Brady's Spin: What Has Happened to the Blue Jays and White Sox is Just Plain Sad

The Chicago White Sox are in the throws of a deep rebuild and the Toronto Blue Jays look like they could be headed for one at this year's trade deadline. What's disappointing about that is that the two organizations seemingly did everything right, and it still hasn't worked.
Toronto Blue Jays shortstop Bo Bichette (11) reacts after being called out on strikes San Francisco Giants during the eighth inning at Oracle Park on July 9.
Toronto Blue Jays shortstop Bo Bichette (11) reacts after being called out on strikes San Francisco Giants during the eighth inning at Oracle Park on July 9. / Neville E. Guard-USA TODAY Sports

Heading into the second half of the season, the Chicago White Sox and Toronto Blue Jays are two of the most disappointing teams in baseball.

The White Sox are the legitimate worst team in baseball at 27-71, now mired in a deep rebuild that will likely take years to come out of. The Blue Jays are better, at 44-52, but they are still in last place in the American League East, and appear set to blow up their roster at the looming trade deadline.

What's frustrating is not just that these teams are bad, what's frustrating is that they seemingly followed the blueprint to get good, and it still hasn't worked out.

Take the Blue Jays: They did everything that we as fans or media pundits expect teams to do. They drafted and developed well. They signed Vladimir Guerrero Jr. and turned him into a multi-time All-Star. They drafted Bo Bichette and did the same with him. They drafted Cavan Biggio who was supposed to be a star while also developing a Cy Young-caliber pitcher in Alex Manoah. They had homegrown bullpen arms like All-Star closer Jordan Romano in his prime as well.

Raw records:

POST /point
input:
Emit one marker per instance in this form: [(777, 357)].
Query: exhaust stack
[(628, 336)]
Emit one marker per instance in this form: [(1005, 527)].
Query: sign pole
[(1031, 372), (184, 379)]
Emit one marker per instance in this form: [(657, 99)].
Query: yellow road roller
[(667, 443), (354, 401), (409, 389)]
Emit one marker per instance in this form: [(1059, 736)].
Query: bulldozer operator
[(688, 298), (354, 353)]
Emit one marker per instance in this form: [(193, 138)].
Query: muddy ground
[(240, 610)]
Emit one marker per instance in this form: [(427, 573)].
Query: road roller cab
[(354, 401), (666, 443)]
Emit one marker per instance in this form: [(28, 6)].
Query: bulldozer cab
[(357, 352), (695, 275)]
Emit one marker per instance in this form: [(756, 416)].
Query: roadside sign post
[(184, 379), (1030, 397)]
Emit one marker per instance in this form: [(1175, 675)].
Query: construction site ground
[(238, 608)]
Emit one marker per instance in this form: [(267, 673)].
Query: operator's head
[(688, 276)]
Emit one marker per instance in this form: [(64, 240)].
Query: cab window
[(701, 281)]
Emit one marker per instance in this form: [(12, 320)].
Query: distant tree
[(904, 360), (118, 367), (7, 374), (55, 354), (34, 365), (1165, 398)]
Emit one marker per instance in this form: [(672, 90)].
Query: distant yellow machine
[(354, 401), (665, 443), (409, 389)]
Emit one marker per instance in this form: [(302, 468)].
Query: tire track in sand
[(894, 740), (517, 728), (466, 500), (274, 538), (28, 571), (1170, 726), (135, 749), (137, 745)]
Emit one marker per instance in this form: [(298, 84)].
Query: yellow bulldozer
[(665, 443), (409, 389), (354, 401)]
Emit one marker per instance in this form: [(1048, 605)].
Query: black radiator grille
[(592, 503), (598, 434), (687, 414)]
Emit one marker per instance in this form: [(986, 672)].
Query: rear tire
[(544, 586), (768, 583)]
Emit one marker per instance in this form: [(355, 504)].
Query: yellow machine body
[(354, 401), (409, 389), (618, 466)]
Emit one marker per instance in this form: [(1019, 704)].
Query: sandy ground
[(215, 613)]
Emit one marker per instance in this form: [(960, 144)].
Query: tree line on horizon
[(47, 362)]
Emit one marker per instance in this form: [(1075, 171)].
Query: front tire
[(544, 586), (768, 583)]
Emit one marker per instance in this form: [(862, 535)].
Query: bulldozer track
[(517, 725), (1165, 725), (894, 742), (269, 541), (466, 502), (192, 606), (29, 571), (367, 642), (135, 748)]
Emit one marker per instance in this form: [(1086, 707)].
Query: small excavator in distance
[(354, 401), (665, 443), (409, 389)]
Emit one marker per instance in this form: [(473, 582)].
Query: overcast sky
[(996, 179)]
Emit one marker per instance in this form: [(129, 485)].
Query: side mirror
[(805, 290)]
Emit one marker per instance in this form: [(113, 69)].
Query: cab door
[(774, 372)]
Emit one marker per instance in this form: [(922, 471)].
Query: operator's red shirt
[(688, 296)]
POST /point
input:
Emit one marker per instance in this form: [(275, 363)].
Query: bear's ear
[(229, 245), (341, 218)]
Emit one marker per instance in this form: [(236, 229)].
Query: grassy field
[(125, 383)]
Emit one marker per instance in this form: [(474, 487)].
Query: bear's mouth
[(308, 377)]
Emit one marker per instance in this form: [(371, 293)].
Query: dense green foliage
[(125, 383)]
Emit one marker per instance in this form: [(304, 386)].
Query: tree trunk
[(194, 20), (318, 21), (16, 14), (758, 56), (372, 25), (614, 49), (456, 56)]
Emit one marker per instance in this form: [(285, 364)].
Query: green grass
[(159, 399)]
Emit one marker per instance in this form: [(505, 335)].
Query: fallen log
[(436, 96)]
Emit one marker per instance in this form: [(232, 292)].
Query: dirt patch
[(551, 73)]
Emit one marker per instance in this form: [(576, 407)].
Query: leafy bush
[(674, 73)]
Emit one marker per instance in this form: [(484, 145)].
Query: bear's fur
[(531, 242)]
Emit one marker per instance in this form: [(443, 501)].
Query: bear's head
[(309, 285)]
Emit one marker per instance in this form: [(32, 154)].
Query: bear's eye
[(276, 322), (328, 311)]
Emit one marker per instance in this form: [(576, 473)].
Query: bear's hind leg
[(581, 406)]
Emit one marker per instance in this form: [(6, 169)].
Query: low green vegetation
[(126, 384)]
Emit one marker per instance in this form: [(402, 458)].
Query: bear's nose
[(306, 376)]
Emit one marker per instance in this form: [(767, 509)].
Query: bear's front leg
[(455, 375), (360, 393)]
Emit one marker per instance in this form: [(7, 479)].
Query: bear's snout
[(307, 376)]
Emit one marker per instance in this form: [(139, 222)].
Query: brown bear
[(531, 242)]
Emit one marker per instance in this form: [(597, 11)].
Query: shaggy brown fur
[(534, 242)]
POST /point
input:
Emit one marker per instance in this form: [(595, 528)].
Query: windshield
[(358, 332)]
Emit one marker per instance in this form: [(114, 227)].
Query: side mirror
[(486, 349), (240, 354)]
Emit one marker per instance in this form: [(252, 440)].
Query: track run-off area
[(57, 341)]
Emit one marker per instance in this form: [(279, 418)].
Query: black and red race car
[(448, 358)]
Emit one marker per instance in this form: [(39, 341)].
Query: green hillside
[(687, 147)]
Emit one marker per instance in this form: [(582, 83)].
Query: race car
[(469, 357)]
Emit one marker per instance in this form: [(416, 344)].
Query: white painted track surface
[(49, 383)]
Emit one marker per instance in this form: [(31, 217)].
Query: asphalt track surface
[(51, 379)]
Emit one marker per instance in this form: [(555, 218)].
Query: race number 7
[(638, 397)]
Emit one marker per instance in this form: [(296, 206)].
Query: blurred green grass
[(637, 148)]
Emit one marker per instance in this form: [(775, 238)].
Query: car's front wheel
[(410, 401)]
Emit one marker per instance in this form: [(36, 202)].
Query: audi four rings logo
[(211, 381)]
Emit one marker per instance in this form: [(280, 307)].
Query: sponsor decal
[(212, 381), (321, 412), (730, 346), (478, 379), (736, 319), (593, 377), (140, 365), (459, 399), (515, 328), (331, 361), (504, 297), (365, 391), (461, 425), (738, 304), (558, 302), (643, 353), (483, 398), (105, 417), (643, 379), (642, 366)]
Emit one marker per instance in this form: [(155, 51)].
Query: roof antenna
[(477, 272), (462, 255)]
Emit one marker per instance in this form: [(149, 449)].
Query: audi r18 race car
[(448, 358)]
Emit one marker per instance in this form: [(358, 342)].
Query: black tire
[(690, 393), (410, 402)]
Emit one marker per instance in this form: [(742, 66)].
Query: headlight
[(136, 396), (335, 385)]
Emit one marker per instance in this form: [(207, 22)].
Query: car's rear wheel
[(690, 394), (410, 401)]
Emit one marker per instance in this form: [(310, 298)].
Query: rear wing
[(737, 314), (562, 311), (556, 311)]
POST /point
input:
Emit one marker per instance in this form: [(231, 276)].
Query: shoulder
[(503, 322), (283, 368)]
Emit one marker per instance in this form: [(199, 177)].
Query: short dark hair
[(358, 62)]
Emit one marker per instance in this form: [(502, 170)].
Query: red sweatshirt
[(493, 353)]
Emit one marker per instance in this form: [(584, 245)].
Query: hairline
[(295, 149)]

Tasks:
1. Retype the part of the Blue Jays and White Sox article starting at "Brady's Spin: What" and ending at "still hasn't worked.".
2. In the Blue Jays and White Sox article, condense the paragraph beginning "Take the Blue Jays:" into a short bulleted list that keeps its main facts.
3. Carry on the article about the Blue Jays and White Sox from where it stops.
The items are separate material from the article.

Responses to the tasks:
1.
Brady's Spin: What Has Happened to the Blue Jays and White Sox is Just Plain Sad

The Chicago White Sox are in the throws of a deep rebuild and the Toronto Blue Jays look like they could be headed for one at this year's trade deadline. What's disappointing about that is that the two organizations seemingly did everything right, and it still hasn't worked.

2.
- The Blue Jays did everything fans and media pundits expect teams to do, drafting and developing well.
- They signed Vladimir Guerrero Jr. and made him a multi-time All-Star.
- They drafted Bo Bichette and did the same with him.
- They drafted Cavan Biggio, who was supposed to be a star.
- They developed Alex Manoah into a Cy Young-caliber pitcher.
- They had homegrown bullpen arms, such as All-Star closer Jordan Romano in his prime.

3.
Beyond that, they went and spent big on the free agent market, inking George Springer, Kevin Gausman and Chris Bassitt to big-money deals. They even added a bounceback candidate in Yusei Kikuchi, who has turned into a nice piece of the rotation.

Unfortunately, it hasn't worked for Toronto. The team made the playoffs in 2020, 2022 and 2023 and failed to win a playoff game in any of those years. Manoah is now injured after a major regression, Biggio has been traded and Bichette has had a terrible year. The once wide-open Jays window appears shut, and they could trade multiple pieces at the this years deadline and then have to deal with Bichette and Guerrero, who are free agents after 2025.

With regards to the White Sox, they also did seemingly everything right, only to have it all backfire on them. After their last rebuild in 2016, they acquired premium young talent like Yoan Moncada and Michael Kopech. They got Dylan Cease and Lucas Giolito in trades too. They signed Luis Robert Jr. and Eloy Jimenez to early deals, which were seen as genius moves at the time. Furthermore, they brought in Yasmani Grandal, Liam Hendriks, Lance Lynn, Joe Kelly and Dallas Keuchel, who were established veterans over the years.

The White Sox made the playoffs in 2020 and 2021 but ultimately floundered in 2022 and 2023, and then have now embarked on another rebuild. They traded away Giolito, Lynn, Kelly, Reynaldo Lopez and others in 2023. This year, they traded Cease and appear primed to gut the roster even more.

As teams look to find ways to rebuild organizations, the Blue Jays and White Sox are seemingly two that did it right, but it hasn't worked anyways.

Moral of the story? Baseball is hard.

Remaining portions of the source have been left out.